● **WORK REQUEST A**:
In the benzodiazepine text, give the passage between "Midazolam is the" and "pharmacologic antagonist, flumazenil.", inclusive, again, substituting "extended" for each "prolonged".
● **WORK REQUEST B**:
For each statement, say yes or no according to the benzodiazepine text and quote the deciding words: (i) The γ subunit is required for benzodiazepine binding. (ii) Benzodiazepines directly activate GABAA receptors. (iii) α1-containing GABAA receptors make up about 60% of GABAA receptors in the brain.

Midazolam is the most commonly used benzodiazepine in the perioperative period. Furthermore, the context-sensitive half-times for diazepam and lorazepam are prolonged; therefore, only midazolam is likely to be used for prolonged administration when prompt recovery is desired. However, the longer context-sensitive half-time of lorazepam makes this drug an attractive choice to facilitate sedation of patients in critical care environments. Unlike other drugs administered IV to produce CNS effects, benzodiazepines, as a class of drugs, are unique in the availability of a specific pharmacologic antagonist, flumazenil.
Structurally, benzodiazepines are similar and share many active metabolites.
Mechanism of Action
Benzodiazepines appear to produce all their pharmacologic effects by facilitating the actions of GABA.130 Benzodiazepines do not activate the GABAA receptors but rather enhance the affinity of the receptors for GABA (Fig. 5-10).131 As a result of increased affinity for GABA, there is more frequent channel openings, resulting in increased chloride conductance and hyperpolarization of the postsynaptic cell membrane. The postsynaptic neurons are thus rendered more resistant to excitation. This resistance to excitation is presumed to be the mechanism by which benzodiazepines produce anxiolysis, sedation, anterograde amnesia, alcohol potentiation, and anticonvulsant and skeletal muscle relaxant effects.
Benzodiazepines interact with a site located between the α and γ subunits of the GABAA receptor. The γ subunit is required for benzodiazepine binding. The α1– and α5-containing GABAA receptors are important for sedation, whereas anxiolytic activity is due to interaction with α2 and α5 subunit–containing receptors.132,133 The α1-containing GABAA receptors are the most abundant receptor subtypes accounting for approximately 60% of GABAA receptors in the brain. α2 Subunits have more restricted expression, principally in the hippocampus and amygdala. The α5-containing GABAA receptors are principally extrasynaptic and are responsible for modulation of the resting membrane potential. This anatomic distribution of receptors is consistent with the minimal effects of these drugs outside the CNS (minimal circulatory effects). In the future, it may be possible to design benzodiazepines that selectively activate specific GABAA receptor types to produce anxiolysis without sedation.
The GABAA receptor is a large macromolecule that contains physically separate binding sites (principally α, β, and γ subunits) not only for GABA and the benzodiazepines but also barbiturates, etomidate, propofol, neurosteroids, and alcohol. Acting on a single receptor at different binding sites, the benzodiazepines, barbiturates, and alcohol can produce synergistic effects to increase GABAA receptor–mediated inhibition in the CNS. This property explains the pharmacologic synergy of these substances and, likewise, the risks of combined overdose, which can produce life-threatening CNS depression. This synergy is also the basis for pharmacologic cross-tolerance between these different classes of drugs and is consistent with the clinical use of benzodiazepines as the first-choice drugs for detoxication from alcohol. Conversely, benzodiazepines have a built-in ceiling effect that prevents them from exceeding the physiologic maximum of GABA inhibition. The low toxicity of the benzodiazepines and their corresponding clinical safety is attributed to this limitation of their effect on GABAergic neurotransmission.

● **EXTRACTED RECORDS**:
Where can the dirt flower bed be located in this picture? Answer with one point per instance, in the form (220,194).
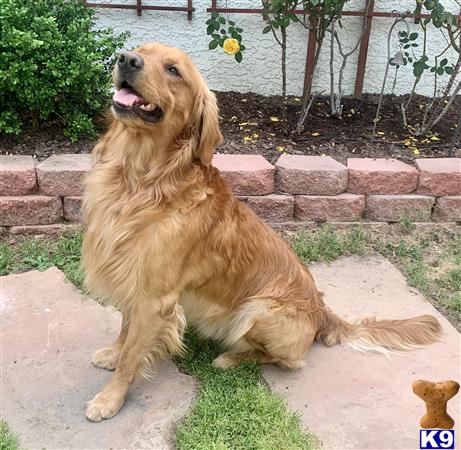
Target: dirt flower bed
(254,124)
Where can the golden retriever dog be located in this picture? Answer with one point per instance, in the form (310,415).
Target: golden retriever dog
(166,240)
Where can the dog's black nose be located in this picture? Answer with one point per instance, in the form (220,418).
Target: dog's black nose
(130,62)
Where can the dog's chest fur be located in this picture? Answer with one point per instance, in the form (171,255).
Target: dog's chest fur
(127,243)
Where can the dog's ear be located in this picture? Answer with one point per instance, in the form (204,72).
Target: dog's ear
(206,133)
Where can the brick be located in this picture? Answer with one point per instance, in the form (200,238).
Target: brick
(448,209)
(439,176)
(380,176)
(72,209)
(393,208)
(62,175)
(342,207)
(17,175)
(30,210)
(54,229)
(272,208)
(310,175)
(247,174)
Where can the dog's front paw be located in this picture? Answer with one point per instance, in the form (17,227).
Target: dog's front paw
(103,406)
(106,358)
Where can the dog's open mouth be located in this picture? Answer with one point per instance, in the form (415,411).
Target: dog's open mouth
(127,101)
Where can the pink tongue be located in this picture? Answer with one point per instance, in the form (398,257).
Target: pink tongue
(127,97)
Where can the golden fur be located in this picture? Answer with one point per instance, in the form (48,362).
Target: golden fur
(166,240)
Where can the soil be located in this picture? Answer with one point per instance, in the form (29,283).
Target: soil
(254,124)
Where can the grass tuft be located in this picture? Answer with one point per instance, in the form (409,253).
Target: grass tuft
(234,409)
(8,441)
(32,253)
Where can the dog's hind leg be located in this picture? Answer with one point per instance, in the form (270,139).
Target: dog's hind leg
(107,357)
(272,336)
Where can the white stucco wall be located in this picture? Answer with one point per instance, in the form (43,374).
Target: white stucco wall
(260,69)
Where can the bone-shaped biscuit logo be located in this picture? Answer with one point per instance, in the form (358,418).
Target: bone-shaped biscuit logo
(436,396)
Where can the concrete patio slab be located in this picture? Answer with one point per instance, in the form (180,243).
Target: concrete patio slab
(354,400)
(49,332)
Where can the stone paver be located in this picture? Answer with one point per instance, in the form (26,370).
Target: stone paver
(354,400)
(393,208)
(72,209)
(380,176)
(272,208)
(30,210)
(247,174)
(439,176)
(341,207)
(63,174)
(17,175)
(448,208)
(49,334)
(310,175)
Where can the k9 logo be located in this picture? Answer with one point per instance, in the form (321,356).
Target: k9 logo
(436,439)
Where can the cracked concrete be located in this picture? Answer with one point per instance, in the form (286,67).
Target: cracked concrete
(50,331)
(354,400)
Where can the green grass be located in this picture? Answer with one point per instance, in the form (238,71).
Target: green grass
(429,258)
(234,409)
(8,441)
(31,253)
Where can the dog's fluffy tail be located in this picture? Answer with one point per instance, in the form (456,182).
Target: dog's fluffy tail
(383,336)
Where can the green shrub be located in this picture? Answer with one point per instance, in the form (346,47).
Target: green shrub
(53,64)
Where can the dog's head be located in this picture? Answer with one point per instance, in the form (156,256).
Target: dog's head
(158,89)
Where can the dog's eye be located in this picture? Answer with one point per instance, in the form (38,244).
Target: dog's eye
(173,70)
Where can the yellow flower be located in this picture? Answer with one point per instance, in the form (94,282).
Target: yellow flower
(231,46)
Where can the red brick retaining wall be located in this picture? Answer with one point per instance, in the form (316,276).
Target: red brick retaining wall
(45,198)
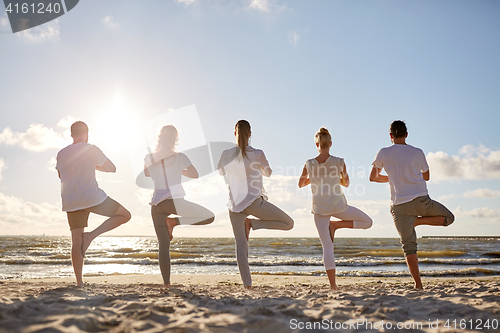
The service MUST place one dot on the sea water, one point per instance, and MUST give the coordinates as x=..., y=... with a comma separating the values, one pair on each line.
x=24, y=257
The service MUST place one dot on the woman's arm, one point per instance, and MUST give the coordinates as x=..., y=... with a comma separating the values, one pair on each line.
x=304, y=178
x=344, y=177
x=376, y=177
x=190, y=172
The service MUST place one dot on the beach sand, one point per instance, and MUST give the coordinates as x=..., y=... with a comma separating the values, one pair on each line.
x=218, y=303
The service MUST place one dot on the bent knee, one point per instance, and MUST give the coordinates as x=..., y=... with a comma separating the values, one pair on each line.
x=124, y=214
x=367, y=224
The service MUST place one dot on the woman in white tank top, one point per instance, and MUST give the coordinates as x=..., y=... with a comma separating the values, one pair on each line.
x=326, y=174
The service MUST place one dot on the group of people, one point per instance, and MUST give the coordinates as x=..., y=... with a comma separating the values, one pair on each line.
x=243, y=168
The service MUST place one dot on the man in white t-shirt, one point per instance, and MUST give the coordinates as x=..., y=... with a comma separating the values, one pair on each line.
x=407, y=173
x=76, y=165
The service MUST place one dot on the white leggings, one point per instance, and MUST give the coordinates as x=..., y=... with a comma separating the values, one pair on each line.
x=359, y=221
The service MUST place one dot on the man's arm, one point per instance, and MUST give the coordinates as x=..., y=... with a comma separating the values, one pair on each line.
x=108, y=166
x=376, y=177
x=304, y=178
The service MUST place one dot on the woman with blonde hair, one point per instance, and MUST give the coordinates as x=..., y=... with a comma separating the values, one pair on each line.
x=166, y=167
x=243, y=167
x=326, y=174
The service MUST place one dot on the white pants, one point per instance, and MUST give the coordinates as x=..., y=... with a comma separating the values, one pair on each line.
x=359, y=221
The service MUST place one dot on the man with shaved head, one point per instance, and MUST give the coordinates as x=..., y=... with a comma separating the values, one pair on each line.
x=81, y=195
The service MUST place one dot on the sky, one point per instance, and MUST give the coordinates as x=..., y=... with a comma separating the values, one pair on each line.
x=288, y=67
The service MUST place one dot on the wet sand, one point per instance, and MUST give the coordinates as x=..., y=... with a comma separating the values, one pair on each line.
x=219, y=303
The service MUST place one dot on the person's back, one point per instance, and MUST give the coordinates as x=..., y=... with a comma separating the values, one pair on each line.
x=76, y=165
x=405, y=166
x=244, y=176
x=328, y=197
x=167, y=176
x=407, y=171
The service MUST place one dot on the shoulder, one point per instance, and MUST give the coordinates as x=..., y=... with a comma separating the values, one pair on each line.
x=415, y=150
x=256, y=151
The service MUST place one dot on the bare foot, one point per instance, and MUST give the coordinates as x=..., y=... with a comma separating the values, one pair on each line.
x=248, y=227
x=87, y=239
x=171, y=223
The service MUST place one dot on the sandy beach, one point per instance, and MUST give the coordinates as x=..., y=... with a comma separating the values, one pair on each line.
x=218, y=303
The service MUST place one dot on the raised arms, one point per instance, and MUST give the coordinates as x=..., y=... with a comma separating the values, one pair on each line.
x=304, y=178
x=376, y=177
x=108, y=166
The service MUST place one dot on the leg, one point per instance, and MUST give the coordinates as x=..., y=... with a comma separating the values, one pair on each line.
x=323, y=226
x=433, y=213
x=77, y=255
x=351, y=218
x=268, y=216
x=163, y=236
x=118, y=218
x=192, y=214
x=412, y=263
x=238, y=223
x=404, y=222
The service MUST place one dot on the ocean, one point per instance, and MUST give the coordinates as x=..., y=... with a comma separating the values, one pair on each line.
x=24, y=257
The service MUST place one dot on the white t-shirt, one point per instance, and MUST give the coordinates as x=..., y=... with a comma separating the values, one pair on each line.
x=244, y=176
x=168, y=187
x=404, y=165
x=76, y=164
x=328, y=197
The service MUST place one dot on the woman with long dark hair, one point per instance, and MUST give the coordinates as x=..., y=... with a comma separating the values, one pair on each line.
x=326, y=174
x=243, y=167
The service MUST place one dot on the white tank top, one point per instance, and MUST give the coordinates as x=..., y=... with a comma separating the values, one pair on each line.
x=327, y=194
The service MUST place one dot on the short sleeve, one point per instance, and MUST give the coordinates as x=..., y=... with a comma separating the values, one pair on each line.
x=425, y=166
x=379, y=161
x=99, y=157
x=185, y=162
x=264, y=165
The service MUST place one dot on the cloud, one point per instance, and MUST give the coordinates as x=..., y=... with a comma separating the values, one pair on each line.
x=44, y=32
x=262, y=5
x=37, y=137
x=110, y=22
x=470, y=163
x=482, y=193
x=4, y=21
x=2, y=167
x=293, y=37
x=483, y=212
x=186, y=2
x=18, y=216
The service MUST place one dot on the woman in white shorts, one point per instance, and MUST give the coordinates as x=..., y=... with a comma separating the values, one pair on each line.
x=326, y=174
x=166, y=167
x=243, y=167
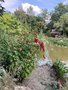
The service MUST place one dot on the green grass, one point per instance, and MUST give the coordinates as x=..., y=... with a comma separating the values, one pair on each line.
x=58, y=41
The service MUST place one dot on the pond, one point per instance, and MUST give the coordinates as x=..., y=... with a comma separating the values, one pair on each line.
x=56, y=52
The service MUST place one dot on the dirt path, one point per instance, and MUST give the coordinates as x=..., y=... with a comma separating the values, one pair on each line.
x=40, y=79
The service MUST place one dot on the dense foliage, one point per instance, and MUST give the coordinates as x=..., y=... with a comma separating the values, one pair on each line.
x=60, y=69
x=17, y=47
x=59, y=20
x=58, y=41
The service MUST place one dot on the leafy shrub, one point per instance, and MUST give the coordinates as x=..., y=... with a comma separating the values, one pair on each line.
x=17, y=54
x=60, y=69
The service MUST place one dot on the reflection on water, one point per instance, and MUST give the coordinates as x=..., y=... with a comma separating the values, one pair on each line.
x=56, y=52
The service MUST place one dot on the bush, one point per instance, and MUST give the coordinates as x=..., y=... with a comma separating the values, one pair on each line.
x=60, y=69
x=17, y=54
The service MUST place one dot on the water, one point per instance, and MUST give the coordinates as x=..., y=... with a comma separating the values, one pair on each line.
x=56, y=52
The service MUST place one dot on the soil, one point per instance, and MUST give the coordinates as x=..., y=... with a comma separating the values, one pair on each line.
x=40, y=79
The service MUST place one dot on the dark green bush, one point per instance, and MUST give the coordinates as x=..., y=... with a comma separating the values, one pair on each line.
x=60, y=69
x=17, y=54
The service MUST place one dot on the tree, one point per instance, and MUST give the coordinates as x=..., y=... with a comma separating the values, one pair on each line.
x=30, y=11
x=62, y=24
x=44, y=14
x=60, y=9
x=21, y=15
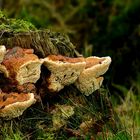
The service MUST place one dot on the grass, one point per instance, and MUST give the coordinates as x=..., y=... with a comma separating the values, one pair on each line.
x=37, y=126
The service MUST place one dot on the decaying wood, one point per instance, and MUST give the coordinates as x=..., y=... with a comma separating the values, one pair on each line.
x=45, y=43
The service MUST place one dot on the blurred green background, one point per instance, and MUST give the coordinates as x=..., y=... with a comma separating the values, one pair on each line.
x=95, y=27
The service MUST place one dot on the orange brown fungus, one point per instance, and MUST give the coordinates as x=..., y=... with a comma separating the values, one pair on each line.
x=16, y=57
x=93, y=61
x=65, y=59
x=7, y=99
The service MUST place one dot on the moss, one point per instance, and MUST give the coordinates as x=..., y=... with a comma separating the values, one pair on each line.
x=14, y=25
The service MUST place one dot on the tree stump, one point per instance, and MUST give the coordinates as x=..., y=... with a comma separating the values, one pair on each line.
x=45, y=42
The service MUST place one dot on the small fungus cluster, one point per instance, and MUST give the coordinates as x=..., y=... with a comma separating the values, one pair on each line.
x=20, y=69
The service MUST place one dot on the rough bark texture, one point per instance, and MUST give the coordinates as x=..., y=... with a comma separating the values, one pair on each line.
x=43, y=42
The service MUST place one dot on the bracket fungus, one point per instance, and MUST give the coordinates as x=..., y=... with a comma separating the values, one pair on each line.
x=13, y=105
x=64, y=71
x=21, y=69
x=22, y=65
x=90, y=80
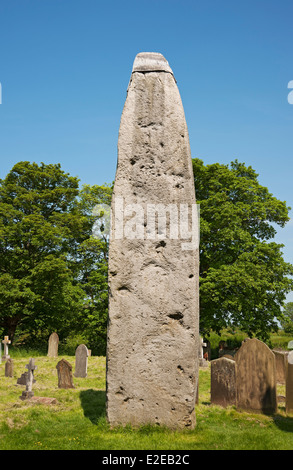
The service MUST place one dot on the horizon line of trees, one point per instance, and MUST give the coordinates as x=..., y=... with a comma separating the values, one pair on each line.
x=53, y=271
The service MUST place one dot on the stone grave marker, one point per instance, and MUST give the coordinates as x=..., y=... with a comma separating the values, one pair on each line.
x=289, y=385
x=5, y=342
x=256, y=377
x=9, y=368
x=64, y=370
x=202, y=362
x=53, y=345
x=81, y=360
x=223, y=382
x=281, y=365
x=152, y=348
x=28, y=393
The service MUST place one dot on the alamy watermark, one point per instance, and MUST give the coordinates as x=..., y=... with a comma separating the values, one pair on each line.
x=148, y=222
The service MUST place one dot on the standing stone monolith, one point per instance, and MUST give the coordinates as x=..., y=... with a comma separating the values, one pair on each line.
x=256, y=388
x=53, y=344
x=81, y=360
x=9, y=368
x=289, y=384
x=152, y=347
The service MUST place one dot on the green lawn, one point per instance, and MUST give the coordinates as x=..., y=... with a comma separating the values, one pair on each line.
x=78, y=421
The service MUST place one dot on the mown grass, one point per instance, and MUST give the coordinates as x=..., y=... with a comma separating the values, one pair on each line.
x=78, y=421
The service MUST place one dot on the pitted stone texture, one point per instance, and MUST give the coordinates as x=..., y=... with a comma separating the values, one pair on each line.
x=152, y=349
x=256, y=377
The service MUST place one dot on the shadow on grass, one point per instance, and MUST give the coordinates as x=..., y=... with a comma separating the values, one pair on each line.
x=284, y=423
x=93, y=403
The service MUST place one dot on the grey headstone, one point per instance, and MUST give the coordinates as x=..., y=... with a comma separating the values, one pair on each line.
x=281, y=365
x=64, y=370
x=256, y=377
x=53, y=345
x=223, y=382
x=152, y=348
x=81, y=360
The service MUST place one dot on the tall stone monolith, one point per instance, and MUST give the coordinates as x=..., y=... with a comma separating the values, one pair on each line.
x=152, y=348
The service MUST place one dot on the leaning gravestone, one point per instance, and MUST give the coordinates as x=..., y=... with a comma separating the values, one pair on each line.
x=256, y=377
x=152, y=348
x=223, y=382
x=64, y=370
x=289, y=384
x=81, y=360
x=281, y=365
x=53, y=345
x=28, y=393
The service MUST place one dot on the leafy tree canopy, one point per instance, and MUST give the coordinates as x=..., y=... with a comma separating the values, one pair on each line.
x=243, y=276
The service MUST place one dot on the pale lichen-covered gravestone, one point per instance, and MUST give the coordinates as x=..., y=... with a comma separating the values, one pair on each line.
x=81, y=360
x=223, y=382
x=152, y=347
x=281, y=365
x=289, y=385
x=28, y=393
x=64, y=370
x=9, y=368
x=53, y=344
x=256, y=377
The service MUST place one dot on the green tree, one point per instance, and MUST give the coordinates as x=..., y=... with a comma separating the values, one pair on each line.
x=287, y=320
x=40, y=230
x=92, y=263
x=243, y=276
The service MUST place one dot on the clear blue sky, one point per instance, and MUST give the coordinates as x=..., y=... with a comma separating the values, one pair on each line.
x=65, y=67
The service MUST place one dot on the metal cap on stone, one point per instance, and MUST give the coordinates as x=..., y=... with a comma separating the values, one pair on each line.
x=151, y=62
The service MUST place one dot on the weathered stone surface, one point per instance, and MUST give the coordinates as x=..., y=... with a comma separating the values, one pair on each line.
x=64, y=370
x=152, y=348
x=53, y=345
x=289, y=385
x=256, y=377
x=81, y=360
x=28, y=393
x=223, y=382
x=281, y=365
x=9, y=368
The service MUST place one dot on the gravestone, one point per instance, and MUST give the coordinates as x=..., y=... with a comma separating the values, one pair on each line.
x=9, y=368
x=28, y=393
x=256, y=377
x=223, y=382
x=64, y=370
x=289, y=385
x=81, y=360
x=281, y=365
x=202, y=362
x=5, y=342
x=53, y=345
x=152, y=347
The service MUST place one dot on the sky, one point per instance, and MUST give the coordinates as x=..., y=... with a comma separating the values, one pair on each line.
x=65, y=67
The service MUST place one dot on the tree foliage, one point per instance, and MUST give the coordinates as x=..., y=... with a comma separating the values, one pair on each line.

● **TASK OUTPUT A**:
Midazolam is the most commonly used benzodiazepine in the perioperative period. Furthermore, the context-sensitive half-times for diazepam and lorazepam are extended; therefore, only midazolam is likely to be used for extended administration when prompt recovery is desired. However, the longer context-sensitive half-time of lorazepam makes this drug an attractive choice to facilitate sedation of patients in critical care environments. Unlike other drugs administered IV to produce CNS effects, benzodiazepines, as a class of drugs, are unique in the availability of a specific pharmacologic antagonist, flumazenil.

● **TASK OUTPUT B**:
(i) Yes: "The γ subunit is required for benzodiazepine binding."
(ii) No: "Benzodiazepines do not activate the GABAA receptors but rather enhance the affinity of the receptors for GABA"
(iii) Yes: "The α1-containing GABAA receptors are the most abundant receptor subtypes accounting for approximately 60% of GABAA receptors in the brain."